* _Task details_:
Go through the data and copy each line where the string "floral" appears.
[Dataset extract Boundary: Start]
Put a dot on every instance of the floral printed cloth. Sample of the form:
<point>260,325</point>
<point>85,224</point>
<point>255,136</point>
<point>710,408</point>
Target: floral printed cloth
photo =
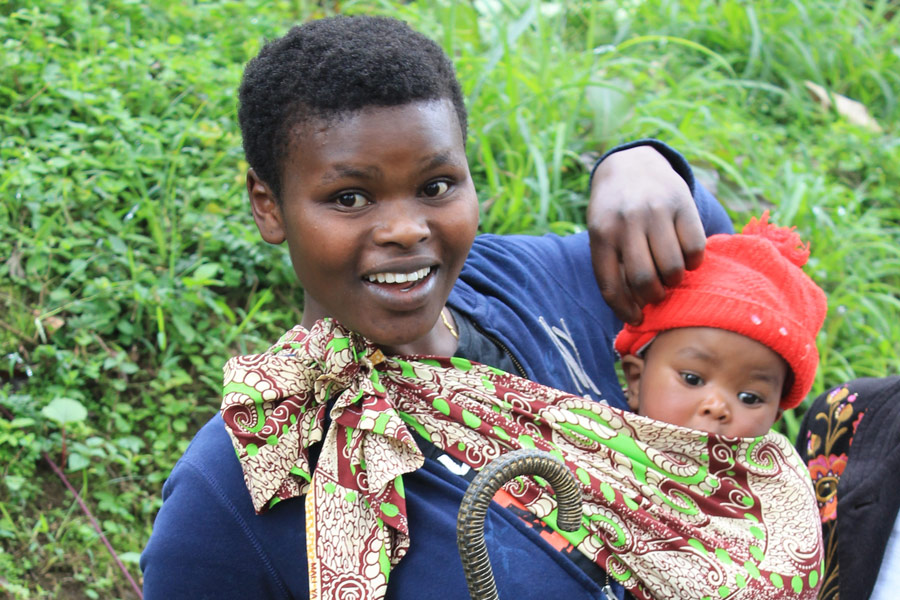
<point>669,512</point>
<point>829,430</point>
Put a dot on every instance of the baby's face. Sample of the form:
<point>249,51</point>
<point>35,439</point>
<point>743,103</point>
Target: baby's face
<point>379,213</point>
<point>709,379</point>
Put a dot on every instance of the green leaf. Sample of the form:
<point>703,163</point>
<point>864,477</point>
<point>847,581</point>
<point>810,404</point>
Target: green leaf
<point>65,410</point>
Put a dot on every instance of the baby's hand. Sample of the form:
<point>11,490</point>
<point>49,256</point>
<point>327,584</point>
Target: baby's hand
<point>644,229</point>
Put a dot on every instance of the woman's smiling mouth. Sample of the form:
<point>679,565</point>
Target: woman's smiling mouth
<point>399,277</point>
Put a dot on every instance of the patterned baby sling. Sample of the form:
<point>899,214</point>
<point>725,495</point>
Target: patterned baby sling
<point>668,512</point>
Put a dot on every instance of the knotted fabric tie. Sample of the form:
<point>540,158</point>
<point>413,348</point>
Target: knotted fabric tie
<point>669,512</point>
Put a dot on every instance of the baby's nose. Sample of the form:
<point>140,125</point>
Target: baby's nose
<point>715,406</point>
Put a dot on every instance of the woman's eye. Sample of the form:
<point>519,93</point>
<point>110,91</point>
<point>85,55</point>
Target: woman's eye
<point>692,379</point>
<point>750,398</point>
<point>351,200</point>
<point>435,188</point>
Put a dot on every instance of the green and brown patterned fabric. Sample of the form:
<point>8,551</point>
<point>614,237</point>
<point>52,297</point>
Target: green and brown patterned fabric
<point>669,512</point>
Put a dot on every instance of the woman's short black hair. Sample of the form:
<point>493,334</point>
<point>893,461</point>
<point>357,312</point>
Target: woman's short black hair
<point>327,68</point>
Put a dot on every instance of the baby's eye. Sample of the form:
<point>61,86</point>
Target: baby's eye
<point>692,379</point>
<point>435,188</point>
<point>750,398</point>
<point>351,200</point>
[Dataset extract Boundary: End]
* _Reply to the exercise_:
Put a dot on every instance of the floral printed cloth. Sample of the form:
Target: floral printed cloth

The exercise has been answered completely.